▶ **DATA RECORDS**

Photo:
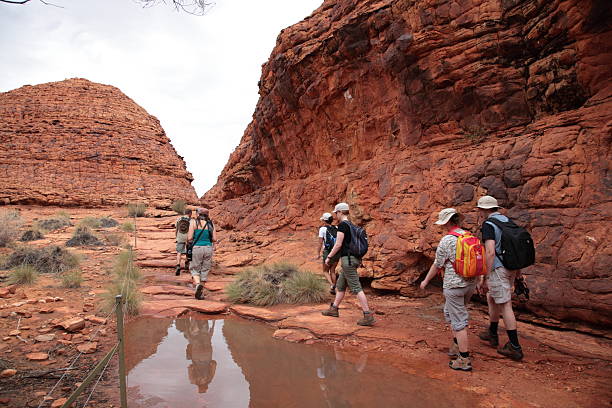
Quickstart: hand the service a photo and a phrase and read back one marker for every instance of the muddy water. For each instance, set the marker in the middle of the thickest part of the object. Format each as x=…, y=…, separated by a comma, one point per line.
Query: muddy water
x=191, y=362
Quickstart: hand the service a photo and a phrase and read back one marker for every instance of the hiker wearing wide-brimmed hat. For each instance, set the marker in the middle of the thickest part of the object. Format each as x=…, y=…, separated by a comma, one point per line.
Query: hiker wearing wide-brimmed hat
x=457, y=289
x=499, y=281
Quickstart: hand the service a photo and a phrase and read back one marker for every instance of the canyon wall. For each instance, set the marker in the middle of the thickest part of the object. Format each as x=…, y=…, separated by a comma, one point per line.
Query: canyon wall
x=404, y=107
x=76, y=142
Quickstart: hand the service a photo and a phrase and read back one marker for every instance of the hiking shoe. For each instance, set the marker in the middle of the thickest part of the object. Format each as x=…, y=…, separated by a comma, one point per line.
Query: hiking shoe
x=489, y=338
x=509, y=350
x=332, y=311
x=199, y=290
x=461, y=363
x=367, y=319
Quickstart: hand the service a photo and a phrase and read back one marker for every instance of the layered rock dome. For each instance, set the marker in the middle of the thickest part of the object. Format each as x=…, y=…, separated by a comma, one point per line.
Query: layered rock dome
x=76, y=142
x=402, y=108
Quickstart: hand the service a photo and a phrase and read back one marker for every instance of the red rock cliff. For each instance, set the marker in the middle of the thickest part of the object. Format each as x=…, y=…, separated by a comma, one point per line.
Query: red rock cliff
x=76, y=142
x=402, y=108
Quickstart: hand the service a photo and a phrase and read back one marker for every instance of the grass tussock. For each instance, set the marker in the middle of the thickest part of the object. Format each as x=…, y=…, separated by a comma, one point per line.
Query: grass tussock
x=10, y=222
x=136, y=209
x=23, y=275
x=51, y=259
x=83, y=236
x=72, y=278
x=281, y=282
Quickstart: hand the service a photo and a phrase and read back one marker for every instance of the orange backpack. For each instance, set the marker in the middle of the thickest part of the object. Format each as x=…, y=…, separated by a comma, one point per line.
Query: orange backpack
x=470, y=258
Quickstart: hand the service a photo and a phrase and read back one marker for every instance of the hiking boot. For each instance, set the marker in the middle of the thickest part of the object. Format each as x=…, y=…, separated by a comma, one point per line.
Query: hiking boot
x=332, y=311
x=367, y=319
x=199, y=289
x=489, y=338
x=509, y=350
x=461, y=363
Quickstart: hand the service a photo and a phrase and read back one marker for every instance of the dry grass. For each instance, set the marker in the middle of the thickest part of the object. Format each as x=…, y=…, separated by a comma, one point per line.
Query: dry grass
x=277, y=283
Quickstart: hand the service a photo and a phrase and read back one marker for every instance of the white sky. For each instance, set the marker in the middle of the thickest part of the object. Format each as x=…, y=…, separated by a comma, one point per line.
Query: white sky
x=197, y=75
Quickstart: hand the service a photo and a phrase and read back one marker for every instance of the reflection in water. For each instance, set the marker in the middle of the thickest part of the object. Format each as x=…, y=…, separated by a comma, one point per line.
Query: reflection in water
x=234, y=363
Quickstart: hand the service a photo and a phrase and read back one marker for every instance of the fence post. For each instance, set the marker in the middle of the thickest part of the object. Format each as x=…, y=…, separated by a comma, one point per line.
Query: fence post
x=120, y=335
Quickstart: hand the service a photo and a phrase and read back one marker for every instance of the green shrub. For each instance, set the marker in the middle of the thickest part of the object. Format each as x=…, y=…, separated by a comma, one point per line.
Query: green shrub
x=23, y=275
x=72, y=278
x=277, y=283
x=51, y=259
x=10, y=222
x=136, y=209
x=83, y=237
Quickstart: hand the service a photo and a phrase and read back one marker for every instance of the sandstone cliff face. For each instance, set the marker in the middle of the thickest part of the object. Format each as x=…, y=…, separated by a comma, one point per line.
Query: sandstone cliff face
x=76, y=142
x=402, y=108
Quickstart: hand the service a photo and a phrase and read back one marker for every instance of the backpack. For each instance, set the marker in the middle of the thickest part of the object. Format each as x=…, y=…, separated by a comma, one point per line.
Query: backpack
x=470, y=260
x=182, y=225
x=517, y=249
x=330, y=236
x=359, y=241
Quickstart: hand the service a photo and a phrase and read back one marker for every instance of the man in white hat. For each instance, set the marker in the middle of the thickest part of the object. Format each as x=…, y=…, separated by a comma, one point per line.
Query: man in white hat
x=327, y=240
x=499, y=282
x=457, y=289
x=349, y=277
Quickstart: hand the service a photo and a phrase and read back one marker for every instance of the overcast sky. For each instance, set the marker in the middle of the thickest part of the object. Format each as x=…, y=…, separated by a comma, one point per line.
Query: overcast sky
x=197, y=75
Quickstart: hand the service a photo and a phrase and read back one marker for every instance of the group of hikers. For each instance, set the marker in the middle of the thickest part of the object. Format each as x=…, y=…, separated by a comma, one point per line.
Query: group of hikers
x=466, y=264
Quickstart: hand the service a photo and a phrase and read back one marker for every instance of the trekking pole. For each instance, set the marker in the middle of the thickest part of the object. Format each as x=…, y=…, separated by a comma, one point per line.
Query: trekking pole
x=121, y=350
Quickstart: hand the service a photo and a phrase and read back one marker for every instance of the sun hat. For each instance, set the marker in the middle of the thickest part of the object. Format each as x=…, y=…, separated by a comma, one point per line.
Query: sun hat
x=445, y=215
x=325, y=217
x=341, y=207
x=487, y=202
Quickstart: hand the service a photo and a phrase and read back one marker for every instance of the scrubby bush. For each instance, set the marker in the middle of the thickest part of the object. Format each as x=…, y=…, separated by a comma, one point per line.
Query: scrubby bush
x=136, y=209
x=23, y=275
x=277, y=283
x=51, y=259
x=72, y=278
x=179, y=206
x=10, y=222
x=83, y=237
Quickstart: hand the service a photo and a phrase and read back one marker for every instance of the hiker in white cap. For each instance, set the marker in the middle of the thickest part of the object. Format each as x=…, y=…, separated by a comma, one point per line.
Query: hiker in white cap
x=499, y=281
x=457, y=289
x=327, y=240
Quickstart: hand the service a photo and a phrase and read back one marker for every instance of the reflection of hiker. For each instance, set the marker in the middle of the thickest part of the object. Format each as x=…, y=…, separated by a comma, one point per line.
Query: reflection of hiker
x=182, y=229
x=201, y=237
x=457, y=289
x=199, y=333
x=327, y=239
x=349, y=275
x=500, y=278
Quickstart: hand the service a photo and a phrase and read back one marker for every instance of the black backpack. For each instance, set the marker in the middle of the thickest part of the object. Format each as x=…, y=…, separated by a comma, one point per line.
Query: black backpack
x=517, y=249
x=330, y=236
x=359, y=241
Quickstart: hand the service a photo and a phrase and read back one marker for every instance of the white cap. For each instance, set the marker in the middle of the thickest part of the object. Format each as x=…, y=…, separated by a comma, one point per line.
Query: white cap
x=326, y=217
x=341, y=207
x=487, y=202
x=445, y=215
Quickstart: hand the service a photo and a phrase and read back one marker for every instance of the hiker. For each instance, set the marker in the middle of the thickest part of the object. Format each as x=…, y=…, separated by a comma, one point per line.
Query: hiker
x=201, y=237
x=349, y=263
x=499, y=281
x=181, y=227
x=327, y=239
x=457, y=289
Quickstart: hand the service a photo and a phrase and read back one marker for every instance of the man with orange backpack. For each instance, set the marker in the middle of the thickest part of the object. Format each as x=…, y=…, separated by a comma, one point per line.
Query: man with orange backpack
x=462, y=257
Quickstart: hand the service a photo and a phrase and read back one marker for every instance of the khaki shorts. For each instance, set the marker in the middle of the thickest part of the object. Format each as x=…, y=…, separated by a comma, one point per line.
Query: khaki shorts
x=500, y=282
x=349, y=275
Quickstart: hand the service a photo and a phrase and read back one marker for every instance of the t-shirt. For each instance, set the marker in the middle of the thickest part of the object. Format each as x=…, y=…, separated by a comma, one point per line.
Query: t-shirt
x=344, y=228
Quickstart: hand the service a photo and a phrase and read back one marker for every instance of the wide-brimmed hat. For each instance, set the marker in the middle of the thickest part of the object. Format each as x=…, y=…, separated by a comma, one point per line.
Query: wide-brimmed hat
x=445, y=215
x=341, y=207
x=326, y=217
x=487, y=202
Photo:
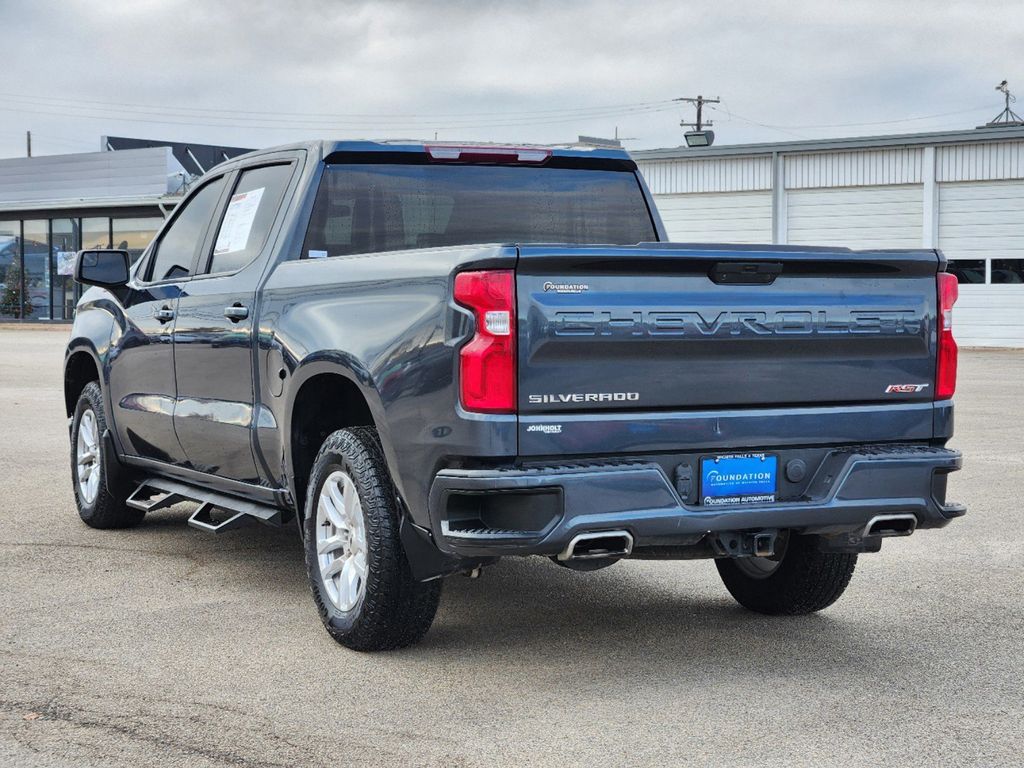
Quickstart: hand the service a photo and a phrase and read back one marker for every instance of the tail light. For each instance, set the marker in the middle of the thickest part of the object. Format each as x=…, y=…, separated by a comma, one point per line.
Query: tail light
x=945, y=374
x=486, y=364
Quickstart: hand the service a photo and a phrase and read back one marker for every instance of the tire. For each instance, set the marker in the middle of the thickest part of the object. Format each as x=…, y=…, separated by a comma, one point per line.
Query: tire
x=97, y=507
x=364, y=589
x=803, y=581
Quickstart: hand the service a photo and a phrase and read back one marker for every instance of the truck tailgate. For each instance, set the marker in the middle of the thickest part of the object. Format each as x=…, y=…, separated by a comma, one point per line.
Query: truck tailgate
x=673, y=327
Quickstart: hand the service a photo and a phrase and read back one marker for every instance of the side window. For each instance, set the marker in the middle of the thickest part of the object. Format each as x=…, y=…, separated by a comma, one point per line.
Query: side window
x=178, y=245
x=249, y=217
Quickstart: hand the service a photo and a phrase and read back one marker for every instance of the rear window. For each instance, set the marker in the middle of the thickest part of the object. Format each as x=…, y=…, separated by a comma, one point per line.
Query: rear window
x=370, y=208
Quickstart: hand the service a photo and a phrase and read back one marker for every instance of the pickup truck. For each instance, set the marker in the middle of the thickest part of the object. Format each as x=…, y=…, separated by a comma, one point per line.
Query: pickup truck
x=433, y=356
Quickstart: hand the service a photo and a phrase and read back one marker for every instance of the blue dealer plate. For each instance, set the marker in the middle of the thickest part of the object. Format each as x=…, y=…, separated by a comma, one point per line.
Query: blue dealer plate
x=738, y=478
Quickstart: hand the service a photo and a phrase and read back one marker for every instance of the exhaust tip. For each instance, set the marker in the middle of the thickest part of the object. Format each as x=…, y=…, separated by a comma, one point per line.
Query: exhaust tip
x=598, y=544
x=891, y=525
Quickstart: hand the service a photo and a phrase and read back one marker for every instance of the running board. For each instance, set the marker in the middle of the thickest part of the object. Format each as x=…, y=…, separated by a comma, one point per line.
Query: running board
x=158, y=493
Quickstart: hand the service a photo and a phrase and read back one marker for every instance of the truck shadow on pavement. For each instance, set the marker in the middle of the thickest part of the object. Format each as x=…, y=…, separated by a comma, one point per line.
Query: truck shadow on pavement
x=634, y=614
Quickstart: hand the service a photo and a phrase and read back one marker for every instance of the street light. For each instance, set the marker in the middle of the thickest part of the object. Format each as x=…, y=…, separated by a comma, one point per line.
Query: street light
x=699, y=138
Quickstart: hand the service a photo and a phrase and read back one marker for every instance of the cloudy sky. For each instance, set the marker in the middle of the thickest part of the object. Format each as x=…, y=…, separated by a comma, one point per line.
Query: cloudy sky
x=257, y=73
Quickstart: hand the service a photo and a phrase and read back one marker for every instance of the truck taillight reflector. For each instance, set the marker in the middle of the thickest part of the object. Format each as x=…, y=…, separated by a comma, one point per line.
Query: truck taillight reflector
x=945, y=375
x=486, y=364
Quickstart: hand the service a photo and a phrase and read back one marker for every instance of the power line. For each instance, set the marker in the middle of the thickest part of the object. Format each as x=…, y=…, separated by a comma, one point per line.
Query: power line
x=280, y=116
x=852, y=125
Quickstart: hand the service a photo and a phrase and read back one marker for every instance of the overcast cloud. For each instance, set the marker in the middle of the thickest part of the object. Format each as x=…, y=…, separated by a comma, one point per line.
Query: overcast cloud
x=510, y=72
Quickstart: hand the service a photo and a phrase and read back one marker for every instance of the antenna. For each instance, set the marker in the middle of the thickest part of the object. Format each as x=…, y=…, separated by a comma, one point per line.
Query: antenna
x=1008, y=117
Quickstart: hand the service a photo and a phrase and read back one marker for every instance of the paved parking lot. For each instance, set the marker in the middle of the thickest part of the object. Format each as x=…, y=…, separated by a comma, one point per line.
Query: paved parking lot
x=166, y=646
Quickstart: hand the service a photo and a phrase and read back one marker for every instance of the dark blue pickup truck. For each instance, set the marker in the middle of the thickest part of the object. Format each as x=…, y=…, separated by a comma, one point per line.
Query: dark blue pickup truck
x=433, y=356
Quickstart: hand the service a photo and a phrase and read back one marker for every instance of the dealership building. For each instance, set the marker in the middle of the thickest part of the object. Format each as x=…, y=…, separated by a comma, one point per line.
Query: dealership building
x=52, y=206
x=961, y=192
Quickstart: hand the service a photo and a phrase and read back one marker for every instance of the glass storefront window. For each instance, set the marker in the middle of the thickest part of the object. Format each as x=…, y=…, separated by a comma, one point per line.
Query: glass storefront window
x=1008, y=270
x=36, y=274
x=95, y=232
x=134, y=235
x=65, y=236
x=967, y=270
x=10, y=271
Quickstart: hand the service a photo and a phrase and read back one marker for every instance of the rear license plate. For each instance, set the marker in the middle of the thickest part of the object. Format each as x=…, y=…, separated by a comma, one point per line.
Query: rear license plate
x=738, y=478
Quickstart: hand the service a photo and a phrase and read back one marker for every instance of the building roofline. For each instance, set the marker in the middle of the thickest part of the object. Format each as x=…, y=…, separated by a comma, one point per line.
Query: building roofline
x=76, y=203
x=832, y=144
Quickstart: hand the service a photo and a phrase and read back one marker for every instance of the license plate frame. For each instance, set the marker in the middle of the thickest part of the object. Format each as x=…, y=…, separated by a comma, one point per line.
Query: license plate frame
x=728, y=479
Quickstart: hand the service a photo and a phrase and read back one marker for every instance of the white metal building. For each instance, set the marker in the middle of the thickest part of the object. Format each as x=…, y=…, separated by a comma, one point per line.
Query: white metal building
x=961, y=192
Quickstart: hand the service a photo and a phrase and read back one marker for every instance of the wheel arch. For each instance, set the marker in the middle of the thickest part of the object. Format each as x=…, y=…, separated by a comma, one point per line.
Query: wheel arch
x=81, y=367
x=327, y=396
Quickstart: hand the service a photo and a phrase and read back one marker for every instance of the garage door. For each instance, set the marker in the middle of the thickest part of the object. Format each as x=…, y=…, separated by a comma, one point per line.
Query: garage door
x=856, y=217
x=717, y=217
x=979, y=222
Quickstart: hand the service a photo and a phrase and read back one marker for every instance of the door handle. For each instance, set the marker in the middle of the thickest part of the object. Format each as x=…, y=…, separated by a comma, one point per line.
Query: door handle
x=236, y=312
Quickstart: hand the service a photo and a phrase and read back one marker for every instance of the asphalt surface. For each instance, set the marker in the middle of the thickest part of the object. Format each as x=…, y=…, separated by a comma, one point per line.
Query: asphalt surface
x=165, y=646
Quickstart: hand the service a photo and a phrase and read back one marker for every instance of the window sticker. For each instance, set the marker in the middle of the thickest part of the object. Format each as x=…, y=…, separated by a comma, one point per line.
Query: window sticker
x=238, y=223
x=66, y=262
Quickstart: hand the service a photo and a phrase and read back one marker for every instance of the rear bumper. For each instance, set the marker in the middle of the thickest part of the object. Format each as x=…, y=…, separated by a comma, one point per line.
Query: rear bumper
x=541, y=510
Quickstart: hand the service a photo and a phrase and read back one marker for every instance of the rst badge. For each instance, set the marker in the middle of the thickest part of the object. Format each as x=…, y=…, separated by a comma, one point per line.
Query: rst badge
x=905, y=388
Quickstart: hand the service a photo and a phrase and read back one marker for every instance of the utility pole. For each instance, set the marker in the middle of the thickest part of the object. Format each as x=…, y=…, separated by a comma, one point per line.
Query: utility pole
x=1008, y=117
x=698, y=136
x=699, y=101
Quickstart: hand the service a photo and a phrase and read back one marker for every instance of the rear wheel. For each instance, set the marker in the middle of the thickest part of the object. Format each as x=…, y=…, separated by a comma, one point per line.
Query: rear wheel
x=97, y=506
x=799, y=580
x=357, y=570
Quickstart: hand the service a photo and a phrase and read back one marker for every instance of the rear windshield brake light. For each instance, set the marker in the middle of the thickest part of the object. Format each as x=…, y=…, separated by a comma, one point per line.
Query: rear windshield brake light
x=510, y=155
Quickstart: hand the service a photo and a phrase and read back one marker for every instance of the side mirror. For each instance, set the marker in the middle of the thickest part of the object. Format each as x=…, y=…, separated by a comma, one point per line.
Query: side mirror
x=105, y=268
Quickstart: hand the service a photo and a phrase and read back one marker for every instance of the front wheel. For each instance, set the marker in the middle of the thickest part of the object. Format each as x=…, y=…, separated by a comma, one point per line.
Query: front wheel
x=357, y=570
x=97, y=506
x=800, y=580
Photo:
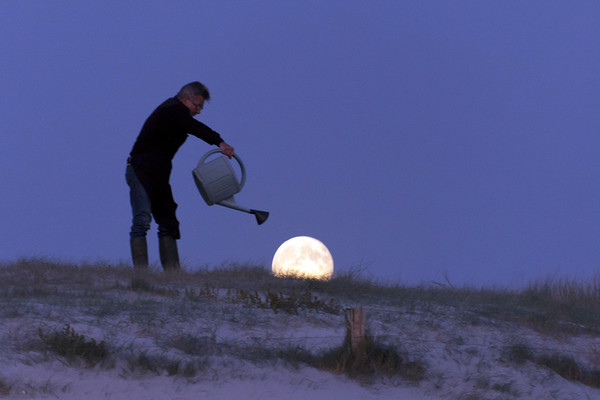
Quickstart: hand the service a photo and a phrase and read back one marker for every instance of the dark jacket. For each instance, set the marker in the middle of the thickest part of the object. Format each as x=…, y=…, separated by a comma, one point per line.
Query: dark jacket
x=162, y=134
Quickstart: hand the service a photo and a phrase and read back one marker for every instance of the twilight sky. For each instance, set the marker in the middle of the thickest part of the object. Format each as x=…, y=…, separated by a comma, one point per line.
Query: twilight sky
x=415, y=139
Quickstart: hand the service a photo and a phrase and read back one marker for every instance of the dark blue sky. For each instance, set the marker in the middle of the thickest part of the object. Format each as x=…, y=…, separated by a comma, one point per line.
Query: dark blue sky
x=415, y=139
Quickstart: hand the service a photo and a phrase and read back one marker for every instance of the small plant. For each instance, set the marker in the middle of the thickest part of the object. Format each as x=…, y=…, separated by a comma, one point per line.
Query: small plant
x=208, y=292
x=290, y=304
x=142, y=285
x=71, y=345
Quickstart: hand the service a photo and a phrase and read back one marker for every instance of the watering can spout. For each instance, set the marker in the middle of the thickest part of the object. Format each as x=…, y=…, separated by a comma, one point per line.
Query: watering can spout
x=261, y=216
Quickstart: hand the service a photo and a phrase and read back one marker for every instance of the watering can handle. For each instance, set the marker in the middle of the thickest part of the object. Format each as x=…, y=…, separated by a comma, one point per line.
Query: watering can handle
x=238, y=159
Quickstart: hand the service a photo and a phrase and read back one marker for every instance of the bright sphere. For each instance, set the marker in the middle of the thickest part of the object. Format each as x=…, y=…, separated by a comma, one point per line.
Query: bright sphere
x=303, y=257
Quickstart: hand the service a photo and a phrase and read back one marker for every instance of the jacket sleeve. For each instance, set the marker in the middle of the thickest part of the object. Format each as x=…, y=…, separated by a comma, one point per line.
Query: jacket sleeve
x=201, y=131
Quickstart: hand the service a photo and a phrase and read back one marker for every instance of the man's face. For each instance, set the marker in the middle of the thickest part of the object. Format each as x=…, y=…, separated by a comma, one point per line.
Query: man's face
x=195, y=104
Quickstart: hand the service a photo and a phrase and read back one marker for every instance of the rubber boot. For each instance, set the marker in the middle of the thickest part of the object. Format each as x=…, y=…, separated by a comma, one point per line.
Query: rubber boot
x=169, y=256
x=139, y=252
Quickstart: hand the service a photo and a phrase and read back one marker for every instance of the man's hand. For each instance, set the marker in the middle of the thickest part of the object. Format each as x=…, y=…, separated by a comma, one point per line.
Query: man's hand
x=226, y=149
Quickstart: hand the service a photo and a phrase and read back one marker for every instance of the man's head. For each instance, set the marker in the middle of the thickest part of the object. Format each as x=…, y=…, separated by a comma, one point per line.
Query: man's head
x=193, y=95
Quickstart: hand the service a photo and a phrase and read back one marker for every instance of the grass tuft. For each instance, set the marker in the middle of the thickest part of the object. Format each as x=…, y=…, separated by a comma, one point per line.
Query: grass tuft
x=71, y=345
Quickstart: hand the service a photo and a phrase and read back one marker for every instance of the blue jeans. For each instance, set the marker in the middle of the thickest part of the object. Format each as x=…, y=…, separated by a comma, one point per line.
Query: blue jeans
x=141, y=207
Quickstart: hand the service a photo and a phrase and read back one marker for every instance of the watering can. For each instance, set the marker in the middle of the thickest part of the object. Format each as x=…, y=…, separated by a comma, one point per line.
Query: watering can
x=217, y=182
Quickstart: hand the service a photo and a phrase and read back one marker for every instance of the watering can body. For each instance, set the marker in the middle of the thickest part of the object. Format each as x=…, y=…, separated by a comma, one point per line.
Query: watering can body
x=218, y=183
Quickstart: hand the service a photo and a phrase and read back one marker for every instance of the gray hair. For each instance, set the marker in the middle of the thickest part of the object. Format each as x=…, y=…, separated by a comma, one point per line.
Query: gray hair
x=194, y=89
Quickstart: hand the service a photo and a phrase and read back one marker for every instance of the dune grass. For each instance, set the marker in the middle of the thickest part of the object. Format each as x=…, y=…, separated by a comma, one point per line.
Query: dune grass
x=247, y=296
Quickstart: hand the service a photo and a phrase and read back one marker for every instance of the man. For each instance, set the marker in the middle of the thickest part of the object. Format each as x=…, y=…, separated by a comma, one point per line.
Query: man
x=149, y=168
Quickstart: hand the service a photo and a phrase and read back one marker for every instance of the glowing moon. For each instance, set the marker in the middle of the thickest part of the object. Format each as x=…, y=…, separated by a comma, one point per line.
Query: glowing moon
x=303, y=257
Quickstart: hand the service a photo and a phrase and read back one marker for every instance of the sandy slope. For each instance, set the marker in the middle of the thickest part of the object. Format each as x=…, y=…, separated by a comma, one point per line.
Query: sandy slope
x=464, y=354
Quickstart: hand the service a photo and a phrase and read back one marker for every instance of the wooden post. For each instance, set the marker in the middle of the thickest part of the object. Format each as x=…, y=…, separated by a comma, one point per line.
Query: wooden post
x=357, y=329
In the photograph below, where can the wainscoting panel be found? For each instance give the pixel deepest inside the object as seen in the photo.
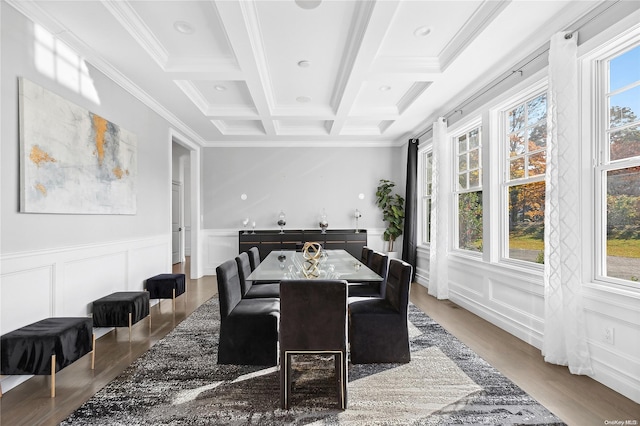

▶ **WHAT THIS TASK INVOLVES**
Your task for the entries above: copy exactly the span starting with the line with "of the green" and going on through the line with "of the trekking", both lines included, and nothing else.

▶ **RESPONSE**
Quickstart: hand the service a photo and a phrase and read back one marker for every instance of the green shrub. For each instance, set the marker in the middle of the thickest part of the object. Format each as x=…, y=…, separated by a comma, one point per line.
Query: green shrub
x=23, y=275
x=72, y=278
x=277, y=283
x=51, y=259
x=10, y=222
x=136, y=209
x=83, y=237
Quickstart: hand the service a photo and a phrase and read back one marker for every instance of the sandstone cliff face. For each instance, set the marker in the middle of the thickest part of the object. Format each as x=…, y=…, separated by a comma, one point per line.
Query: sandstone cliff face
x=76, y=142
x=402, y=108
Quickstart: hand the service a photo and a phrase and read back one marker for every instance of the backpack. For each instance, set the marker in the middle of the thickest part of the object. Format each as x=…, y=…, separated by a comma, one point per line.
Query: backpack
x=470, y=260
x=182, y=225
x=517, y=249
x=330, y=236
x=359, y=241
Quickstart: hand the service a photo and a phrase and read back one marker for every instance of the man in white hat. For each instance, set the marker in the middle of the thickest part of the object. Format each as x=…, y=…, separated by a comma, one point per line.
Query: man in white hat
x=327, y=240
x=499, y=282
x=457, y=289
x=349, y=277
Quickstart: hand the service a photo and a phrase and read back one marker for every instance of the overcast sky. For each instance, set the marker in the middle of the thickest part of the object. Format each as x=…, y=…, separated by a comma, one point per line.
Query: overcast sky
x=197, y=75
Quickstart: hand the service a photo and a phrase and read back one marker for every instance of the group of hikers. For each instance, set the marker in the middle of the thickest part of the object. Format each as x=…, y=…, separated by a comma, one point per line.
Query: group of hikers
x=466, y=264
Quickstart: hand the service a photo and a phrase and read back one marker for every instance of the trekking pole. For each instance, set the marker in the middle of the thickest part of the object. Format each as x=…, y=…, separated by a comma, one point per line.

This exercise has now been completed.